_Brano da leggere_
____________________

La scrittura come rivoluzione interiore – Intervista a Lorenzo Bellandi

Buongiorno Lorenzo e grazie per aver trovato il tempo per farti conoscere dai nostri lettori. Parlaci di Te.

Sono Lorenzo Bellandi, nato a Barga (Lucca) nel 1991.

L’intera infanzia e preadolescenza le ho trascorse praticamente nel paese originario dei nonni paterni, e ho avuto modo di crescere in un contesto semplice, rustico, immerso nella natura, e circondato da tutto l’amore che un bambino possa desiderare. Qui c’è stato modo anche di costruire le prime ed importanti amicizie.

Con il diploma a pieni voti, si è concluso un periodo importante della mia vita, che è coinciso di conseguenza con l’inizio dell’esperienza universitaria a Pisa. Sempre affine, di base, alle materie scientifiche, ho frequentato il corso di Ingegneria Gestionale all’università di Pisa e ho conseguito la laurea magistrale con 110 nel 2017.

Sono ad oggi impiegato in un’azienda metalmeccanica della zona in cui vivo, e svolgo una professione di analista di processi industriali, in coerenza con gli studi svolti.

Successivamente alla consecuzione della laurea ho riscoperto tuttavia l’interesse per la letteratura poetica, che, unita all’escursionismo montano, rappresentano le mie due grandi passioni.

Ho scoperto, mia sorpresa, nonostante una vita spesa negli studi scientifici, di avere una predisposizione interna per la scrittura, che riesce a catapultarmi in un mondo in cui posso vivere emozioni e sensazioni estremamente amplificate ed intense, percepite dunque in una maniera che mai avevo provato. E ciò per me è stato rivoluzionario, anche come metodo per affrontare i problemi in cui sono incappato e che tutti noi quotidianamente viviamo. 

Lorenzo, come si è concretizzata questa Tua passione umanistica?

Ho pubblicato in precedenza una piccola raccolta di poesie nel 2020, dal titolo “Semi che ho sparso nell’agro dal sole riarso”, in regime di self publishing su Amazon. Tale pubblicazione fu eseguita esclusivamente per togliermi uno sfizio personale ed iniziare a calarmi nel mondo della scrittura.

Adesso invece sto vivendo questa nuova avventura con la pubblicazione del libro “Petali di nuvola azzurra”, affiancato da una vera casa editrice.

____________________

_Esercizi_
1. Elenca tutte le località geografiche nominate nell'intervista.
2. Disponi tutte le righe dell'elenco in una tabella Markdown con le colonne "Numero" e "Riga", tralasciando le righe vuote.
L'intervista e l'elenco provengono da fonti diverse.

____________________

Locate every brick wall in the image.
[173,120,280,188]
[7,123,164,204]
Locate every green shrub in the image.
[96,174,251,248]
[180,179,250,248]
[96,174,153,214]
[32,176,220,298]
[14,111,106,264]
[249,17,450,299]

____________________

_Soluzioni_
1. Barga, Lucca, Pisa

2.
| Numero | Riga |
|---|---|
| 1 | Locate every brick wall in the image. |
| 2 | [173,120,280,188] |
| 3 | [7,123,164,204] |
| 4 | Locate every green shrub in the image. |
| 5 | [96,174,251,248] |
| 6 | [180,179,250,248] |
| 7 | [96,174,153,214] |
| 8 | [32,176,220,298] |
| 9 | [14,111,106,264] |
| 10 | [249,17,450,299] |